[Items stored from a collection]
■ ■ ■ ■ ■ ■ ■

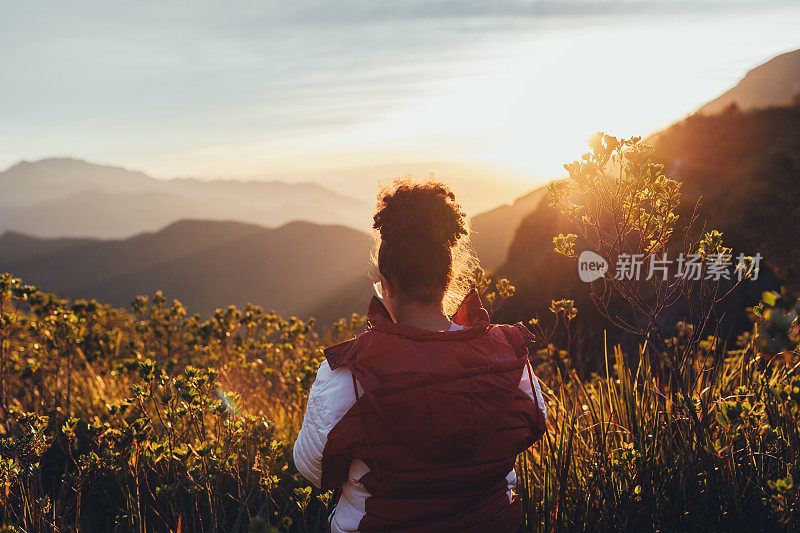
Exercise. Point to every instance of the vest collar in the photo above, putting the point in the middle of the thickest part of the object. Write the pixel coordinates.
(470, 314)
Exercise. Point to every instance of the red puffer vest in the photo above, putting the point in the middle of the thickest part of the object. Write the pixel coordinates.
(440, 422)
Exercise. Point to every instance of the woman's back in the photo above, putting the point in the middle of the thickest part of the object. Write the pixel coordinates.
(431, 442)
(418, 427)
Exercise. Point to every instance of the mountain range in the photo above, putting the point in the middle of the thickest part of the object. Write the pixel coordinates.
(206, 264)
(742, 161)
(64, 197)
(774, 83)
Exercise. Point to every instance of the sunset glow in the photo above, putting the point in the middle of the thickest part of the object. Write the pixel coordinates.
(517, 92)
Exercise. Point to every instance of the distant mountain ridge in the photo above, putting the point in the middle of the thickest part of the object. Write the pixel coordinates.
(205, 264)
(774, 83)
(63, 197)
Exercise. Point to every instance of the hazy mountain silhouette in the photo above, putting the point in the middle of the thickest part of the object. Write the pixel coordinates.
(205, 264)
(746, 168)
(774, 83)
(494, 230)
(68, 197)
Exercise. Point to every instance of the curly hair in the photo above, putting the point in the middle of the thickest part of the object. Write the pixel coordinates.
(422, 237)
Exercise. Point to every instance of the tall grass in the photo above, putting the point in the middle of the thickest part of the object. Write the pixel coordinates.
(155, 421)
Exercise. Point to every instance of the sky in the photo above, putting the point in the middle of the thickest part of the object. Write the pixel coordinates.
(323, 90)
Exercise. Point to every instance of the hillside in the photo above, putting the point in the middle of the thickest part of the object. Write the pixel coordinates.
(774, 83)
(494, 230)
(205, 264)
(746, 168)
(67, 197)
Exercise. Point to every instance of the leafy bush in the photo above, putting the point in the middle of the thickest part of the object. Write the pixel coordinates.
(156, 420)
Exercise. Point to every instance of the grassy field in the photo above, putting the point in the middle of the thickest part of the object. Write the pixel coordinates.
(153, 420)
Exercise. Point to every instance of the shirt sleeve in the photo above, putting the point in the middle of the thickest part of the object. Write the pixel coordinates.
(330, 398)
(529, 384)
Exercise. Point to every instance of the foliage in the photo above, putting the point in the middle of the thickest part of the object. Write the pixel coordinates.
(156, 420)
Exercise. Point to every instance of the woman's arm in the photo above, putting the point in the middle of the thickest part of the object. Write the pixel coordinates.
(330, 398)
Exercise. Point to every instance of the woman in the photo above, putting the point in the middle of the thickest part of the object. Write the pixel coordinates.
(417, 422)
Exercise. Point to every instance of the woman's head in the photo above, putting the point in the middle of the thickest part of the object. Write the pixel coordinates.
(423, 251)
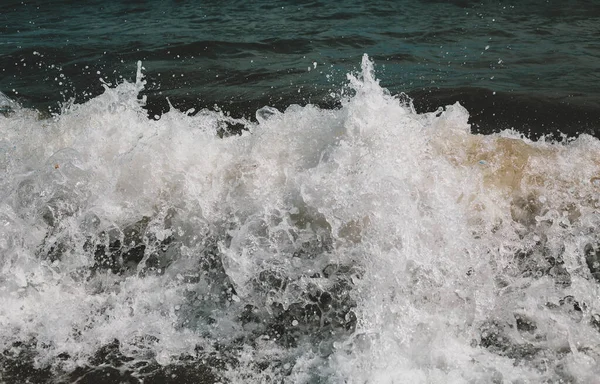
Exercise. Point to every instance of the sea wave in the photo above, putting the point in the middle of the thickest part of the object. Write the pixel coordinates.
(365, 243)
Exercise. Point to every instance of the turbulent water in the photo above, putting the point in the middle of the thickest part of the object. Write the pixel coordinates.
(364, 244)
(316, 225)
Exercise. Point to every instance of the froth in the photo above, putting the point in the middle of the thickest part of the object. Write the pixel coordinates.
(366, 243)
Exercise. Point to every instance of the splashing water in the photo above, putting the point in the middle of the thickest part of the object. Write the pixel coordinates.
(365, 244)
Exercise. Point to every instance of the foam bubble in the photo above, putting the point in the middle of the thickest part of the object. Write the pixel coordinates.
(366, 243)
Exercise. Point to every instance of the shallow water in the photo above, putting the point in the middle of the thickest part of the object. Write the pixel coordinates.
(254, 205)
(367, 243)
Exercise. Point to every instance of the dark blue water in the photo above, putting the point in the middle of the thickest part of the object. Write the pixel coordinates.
(299, 191)
(531, 66)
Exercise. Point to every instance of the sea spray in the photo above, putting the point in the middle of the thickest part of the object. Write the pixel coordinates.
(361, 244)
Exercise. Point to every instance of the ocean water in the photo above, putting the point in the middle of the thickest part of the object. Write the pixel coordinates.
(299, 192)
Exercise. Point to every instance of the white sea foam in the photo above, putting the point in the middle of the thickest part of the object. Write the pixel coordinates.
(365, 244)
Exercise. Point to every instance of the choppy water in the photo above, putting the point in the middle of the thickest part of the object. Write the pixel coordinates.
(360, 240)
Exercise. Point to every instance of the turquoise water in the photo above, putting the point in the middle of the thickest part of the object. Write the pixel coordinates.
(534, 56)
(299, 192)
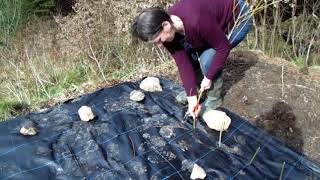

■ ■ ■ ■ ■ ■ ■

◆ Exercise ◆
Update all of the material above by replacing "thickest part" with "widest part" wherever it occurs, leaving everything else unchanged. Omit the pictures from your answer.

◆ Answer to this task ◆
Exercise. Point to every instance of the vest collar in the photo above, putting the point in the middle of the widest part of the object. Write the pixel coordinates.
(470, 314)
Exercise. Point to every instance of the red puffer vest in the photo above, putting the point in the middle of the widest part of the object. Write the pixel coordinates.
(440, 422)
Exercise. Point to every instance of the woman's back in the photo above, putting the point in the middle of the widest part of the object. Write the pixel coordinates.
(431, 442)
(418, 427)
Exercise. Point to every instance of the mountain range in the photo above, putting the point in the middle of the widest part of the object. Write the pixel coordinates.
(206, 264)
(742, 161)
(64, 197)
(774, 83)
Exercise. Point to every instance of the sunset glow in the photo above, putting the point in the middle of the widest part of the object. Write the pixel coordinates.
(517, 92)
Exercise. Point to every instance of the distant mountain ridge in the photo above, putting the point in the middle of the widest part of the object. Write the pixel coordinates.
(205, 264)
(774, 83)
(63, 197)
Exercise. Point to every instance of the hazy mountain silhouette in the photo above, putting the point in the middle of the widest part of the object. Write the pixel coordinates.
(205, 264)
(746, 168)
(774, 83)
(494, 230)
(68, 197)
Exercise. Point to every instance of the curly hair in the photo above, putting the point in the middle of the widest part of the object. Write the pixel coordinates.
(422, 237)
Exercise. Point to every instance of the tall grass in the photo above, putting the point in the middle of the widest part of the object. Write the pixel coordinates.
(155, 421)
Exercise. Point to every instance of the sky in the photo above, putting the point in the middle of the widest part of the object. Write the pixel coordinates.
(323, 90)
Exercise. Point to every instance of the hillside in the photo above, putting the point in the middle of the widest part of the object. Write the pixel coordinates.
(774, 83)
(494, 230)
(205, 264)
(746, 168)
(67, 197)
Exercise. Point to every instance of the leafy bush in the photo above, putting the point in the middle of the widest part of the object. Write the pixel coordinates.
(156, 420)
Exercise. Point to every instance of the grassy field in the photo above, putting the point in the middle of the widest part of the object. Write the pixel coordinates.
(153, 420)
Exercise. Point to every instance of the shirt sleeve in the photo above, putting the point in the middle of the widest part of the object. Write the pixel coordinates.
(330, 398)
(529, 384)
Exercise. Point to every instance of the foliage in the photo above, putting the point in the middle of the widest part of the object. Write the pixel coordinates.
(156, 420)
Exercise. Point to every instance of the woman's arm in the photo above, putting the point in the middle of the widest part of the object. Write the pixel coordinates.
(330, 398)
Exercise. Point to every instance of the woman in the photo above, putting the point in the middle of the widest part of the object. Write the pixel coordinates.
(417, 422)
Exercise. Point to every instance of the woman's head in the photo above, putting the point in the middle of the widest part of the object. Write the pixel coordinates.
(423, 251)
Exercise. Point to every instance of the sea wave in the photo above, putting the point in the middle of the widest part of the object. Write the pixel coordinates.
(365, 243)
Exercise. Point to every instance of the turbulent water in the photo above, putting the point in the middle of the widest part of the object. Write the pixel coordinates.
(364, 244)
(316, 225)
Exercise. Point to every instance of the froth in the photo above, putting the point in the middle of the widest part of the object. Write the pixel coordinates.
(366, 243)
Exercise. Point to every instance of the splashing water in the photo above, putting the point in the middle of the widest part of the object. Write the pixel coordinates.
(365, 244)
Exercise. Point to every instance of the foam bubble in the photo above, putting the point in the middle of the widest part of the object. Write the pixel coordinates.
(366, 243)
Exercise. Point to every instance of the shallow water in the photo above, putting the point in the middle of the widest part of the object. Write the pixel coordinates.
(254, 205)
(367, 243)
Exercise. Point to every instance of the dark blue water in the photo above, putting the point in the middle of the widest part of the object. Write the pixel coordinates.
(299, 191)
(531, 66)
Exercise. Point to every instance of the sea spray in the photo above, putting the point in the middle of the widest part of the object. Write the pixel coordinates.
(361, 244)
Exercise. Point to every instance of the ocean water in the photo above, putting the point in the middle of the widest part of the object. Write the pixel coordinates.
(299, 192)
Exercise. Point to every instance of the white sea foam in the photo above, putting the point in the middle of the widest part of the object. Write the pixel coordinates.
(365, 244)
Exercise. Point to every instance of the choppy water in the photo above, putting the point in the middle of the widest part of the object. Write the pixel coordinates.
(360, 240)
Exercise. Point to every instance of the turquoise water in the photo above, putting the point in the middle of the widest part of the object. Write the pixel coordinates.
(534, 56)
(299, 192)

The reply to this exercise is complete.